▸ Source data
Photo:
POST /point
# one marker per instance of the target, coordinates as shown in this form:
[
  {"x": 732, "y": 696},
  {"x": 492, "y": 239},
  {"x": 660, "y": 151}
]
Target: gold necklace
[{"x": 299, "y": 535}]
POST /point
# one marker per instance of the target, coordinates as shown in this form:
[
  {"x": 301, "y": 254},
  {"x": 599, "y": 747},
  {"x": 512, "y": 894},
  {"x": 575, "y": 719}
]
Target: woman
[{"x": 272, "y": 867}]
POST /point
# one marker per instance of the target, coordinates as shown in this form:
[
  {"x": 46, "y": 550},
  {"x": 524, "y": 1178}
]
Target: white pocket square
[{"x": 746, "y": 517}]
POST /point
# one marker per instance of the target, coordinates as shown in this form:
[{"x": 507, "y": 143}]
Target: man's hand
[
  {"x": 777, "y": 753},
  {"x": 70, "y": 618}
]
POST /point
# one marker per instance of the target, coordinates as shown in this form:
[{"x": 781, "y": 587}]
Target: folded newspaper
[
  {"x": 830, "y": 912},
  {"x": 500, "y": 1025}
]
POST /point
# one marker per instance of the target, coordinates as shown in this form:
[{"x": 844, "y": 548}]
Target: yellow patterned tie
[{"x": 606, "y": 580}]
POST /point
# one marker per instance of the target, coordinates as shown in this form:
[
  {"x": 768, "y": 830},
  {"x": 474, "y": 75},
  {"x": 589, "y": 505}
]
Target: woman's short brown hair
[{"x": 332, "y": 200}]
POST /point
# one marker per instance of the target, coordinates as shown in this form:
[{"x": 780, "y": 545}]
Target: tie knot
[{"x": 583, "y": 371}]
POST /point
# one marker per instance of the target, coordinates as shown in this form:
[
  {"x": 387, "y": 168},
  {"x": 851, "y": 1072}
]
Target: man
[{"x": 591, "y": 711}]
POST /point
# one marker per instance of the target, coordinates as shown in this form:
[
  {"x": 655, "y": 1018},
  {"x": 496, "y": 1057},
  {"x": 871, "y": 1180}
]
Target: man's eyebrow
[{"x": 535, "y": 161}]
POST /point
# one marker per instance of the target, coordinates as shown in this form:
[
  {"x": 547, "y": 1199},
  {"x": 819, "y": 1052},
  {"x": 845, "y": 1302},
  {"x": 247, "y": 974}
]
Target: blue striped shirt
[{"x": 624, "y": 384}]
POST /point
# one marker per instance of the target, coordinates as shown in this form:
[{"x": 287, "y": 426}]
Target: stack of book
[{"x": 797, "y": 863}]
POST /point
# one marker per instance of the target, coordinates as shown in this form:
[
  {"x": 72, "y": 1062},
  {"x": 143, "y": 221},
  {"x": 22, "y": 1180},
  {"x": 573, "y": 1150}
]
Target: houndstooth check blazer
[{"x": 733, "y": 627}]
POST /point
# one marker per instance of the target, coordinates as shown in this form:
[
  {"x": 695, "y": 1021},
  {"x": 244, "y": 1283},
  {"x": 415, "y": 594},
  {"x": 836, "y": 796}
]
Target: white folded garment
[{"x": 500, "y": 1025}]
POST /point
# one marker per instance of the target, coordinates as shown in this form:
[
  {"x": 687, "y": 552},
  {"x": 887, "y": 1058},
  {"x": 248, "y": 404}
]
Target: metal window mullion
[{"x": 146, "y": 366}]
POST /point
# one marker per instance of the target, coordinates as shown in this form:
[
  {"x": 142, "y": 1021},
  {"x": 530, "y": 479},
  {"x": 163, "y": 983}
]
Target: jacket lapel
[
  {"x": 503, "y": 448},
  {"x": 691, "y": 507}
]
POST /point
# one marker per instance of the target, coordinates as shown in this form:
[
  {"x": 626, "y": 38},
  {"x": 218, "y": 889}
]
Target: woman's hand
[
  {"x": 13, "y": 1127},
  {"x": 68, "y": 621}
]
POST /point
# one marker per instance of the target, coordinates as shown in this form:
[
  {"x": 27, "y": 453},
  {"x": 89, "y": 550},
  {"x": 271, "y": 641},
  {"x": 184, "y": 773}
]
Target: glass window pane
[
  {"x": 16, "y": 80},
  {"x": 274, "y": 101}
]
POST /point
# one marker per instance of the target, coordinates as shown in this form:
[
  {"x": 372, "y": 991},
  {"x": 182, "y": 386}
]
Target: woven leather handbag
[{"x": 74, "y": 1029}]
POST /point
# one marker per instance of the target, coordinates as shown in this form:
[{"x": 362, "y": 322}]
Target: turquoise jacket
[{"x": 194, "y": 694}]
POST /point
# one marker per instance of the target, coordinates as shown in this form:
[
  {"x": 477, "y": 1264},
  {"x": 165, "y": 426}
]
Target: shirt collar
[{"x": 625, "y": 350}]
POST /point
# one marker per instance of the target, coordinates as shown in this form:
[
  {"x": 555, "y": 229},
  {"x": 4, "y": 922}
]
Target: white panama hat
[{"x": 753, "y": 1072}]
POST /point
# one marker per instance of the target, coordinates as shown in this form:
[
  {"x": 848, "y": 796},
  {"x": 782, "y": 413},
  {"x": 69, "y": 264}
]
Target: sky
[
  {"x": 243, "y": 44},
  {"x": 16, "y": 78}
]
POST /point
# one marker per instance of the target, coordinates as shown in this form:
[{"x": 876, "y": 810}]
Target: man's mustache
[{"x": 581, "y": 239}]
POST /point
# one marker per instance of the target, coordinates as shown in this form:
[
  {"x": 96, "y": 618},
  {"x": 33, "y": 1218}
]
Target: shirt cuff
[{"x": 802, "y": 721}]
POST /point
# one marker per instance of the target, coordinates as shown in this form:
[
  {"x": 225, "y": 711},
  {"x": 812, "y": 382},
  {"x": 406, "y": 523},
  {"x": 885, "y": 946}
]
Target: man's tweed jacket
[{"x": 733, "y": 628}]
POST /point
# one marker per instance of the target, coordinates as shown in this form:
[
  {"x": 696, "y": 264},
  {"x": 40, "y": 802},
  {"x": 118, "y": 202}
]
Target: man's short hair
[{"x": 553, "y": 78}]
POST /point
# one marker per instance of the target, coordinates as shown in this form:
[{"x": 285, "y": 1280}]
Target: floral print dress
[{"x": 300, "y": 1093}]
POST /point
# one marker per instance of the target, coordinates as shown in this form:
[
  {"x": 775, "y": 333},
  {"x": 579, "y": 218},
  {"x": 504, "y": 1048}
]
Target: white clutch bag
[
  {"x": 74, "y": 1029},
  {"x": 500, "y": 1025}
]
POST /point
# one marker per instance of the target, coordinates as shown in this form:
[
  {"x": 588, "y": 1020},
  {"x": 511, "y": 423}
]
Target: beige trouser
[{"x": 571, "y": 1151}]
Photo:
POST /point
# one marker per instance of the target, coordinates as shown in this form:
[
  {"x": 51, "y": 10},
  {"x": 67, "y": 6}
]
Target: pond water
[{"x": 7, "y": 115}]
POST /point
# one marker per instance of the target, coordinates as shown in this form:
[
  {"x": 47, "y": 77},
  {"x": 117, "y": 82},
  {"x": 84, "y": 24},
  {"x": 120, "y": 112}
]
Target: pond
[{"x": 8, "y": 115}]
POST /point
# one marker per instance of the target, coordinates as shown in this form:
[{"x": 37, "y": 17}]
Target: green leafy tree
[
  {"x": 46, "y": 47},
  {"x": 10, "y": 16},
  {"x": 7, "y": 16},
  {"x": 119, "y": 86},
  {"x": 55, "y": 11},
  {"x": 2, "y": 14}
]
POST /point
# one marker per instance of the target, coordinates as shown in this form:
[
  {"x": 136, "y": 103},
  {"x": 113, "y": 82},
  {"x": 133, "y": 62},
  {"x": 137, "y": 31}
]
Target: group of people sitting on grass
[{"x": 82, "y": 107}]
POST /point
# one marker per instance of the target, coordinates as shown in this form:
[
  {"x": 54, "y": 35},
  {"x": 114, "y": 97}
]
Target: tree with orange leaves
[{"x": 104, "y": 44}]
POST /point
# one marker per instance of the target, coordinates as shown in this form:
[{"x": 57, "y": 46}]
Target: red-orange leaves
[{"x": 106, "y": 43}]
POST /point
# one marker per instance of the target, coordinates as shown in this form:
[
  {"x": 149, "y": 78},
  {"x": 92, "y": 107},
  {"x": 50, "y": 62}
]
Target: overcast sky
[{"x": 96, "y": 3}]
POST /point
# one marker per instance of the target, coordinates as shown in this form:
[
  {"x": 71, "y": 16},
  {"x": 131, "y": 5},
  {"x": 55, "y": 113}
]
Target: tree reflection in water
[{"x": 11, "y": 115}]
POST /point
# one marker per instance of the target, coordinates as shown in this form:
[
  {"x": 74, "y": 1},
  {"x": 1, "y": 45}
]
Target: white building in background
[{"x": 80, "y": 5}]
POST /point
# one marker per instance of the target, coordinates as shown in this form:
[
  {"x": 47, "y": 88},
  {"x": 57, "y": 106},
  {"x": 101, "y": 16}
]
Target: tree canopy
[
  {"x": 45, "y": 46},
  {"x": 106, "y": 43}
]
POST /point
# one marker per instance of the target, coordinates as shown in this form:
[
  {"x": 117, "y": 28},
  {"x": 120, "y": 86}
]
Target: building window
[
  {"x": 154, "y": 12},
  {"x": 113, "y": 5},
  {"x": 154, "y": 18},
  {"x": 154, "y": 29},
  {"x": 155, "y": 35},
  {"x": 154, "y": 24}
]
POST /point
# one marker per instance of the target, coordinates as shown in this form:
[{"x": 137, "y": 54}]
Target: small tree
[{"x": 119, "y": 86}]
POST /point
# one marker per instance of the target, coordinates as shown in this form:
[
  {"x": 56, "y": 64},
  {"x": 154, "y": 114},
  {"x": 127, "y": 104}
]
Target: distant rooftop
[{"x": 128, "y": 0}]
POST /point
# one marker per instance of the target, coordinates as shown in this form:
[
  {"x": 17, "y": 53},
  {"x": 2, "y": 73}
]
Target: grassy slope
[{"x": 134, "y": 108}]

▸ Exercise goal
Please return the span of lines above that opens with the one containing "Target: small tree" and closes with the final line, both included, exactly as written and nothing more.

▸ Problem solution
Target: small tree
[{"x": 119, "y": 86}]
POST /point
# one marker per instance of the target, coordinates as shown in this form:
[
  {"x": 56, "y": 64},
  {"x": 154, "y": 114},
  {"x": 127, "y": 104}
]
Target: distant rooftop
[{"x": 128, "y": 0}]
POST /point
# one marker per instance of the target, coordinates as shown in this form:
[
  {"x": 17, "y": 53},
  {"x": 2, "y": 73}
]
Target: grassy slope
[{"x": 134, "y": 108}]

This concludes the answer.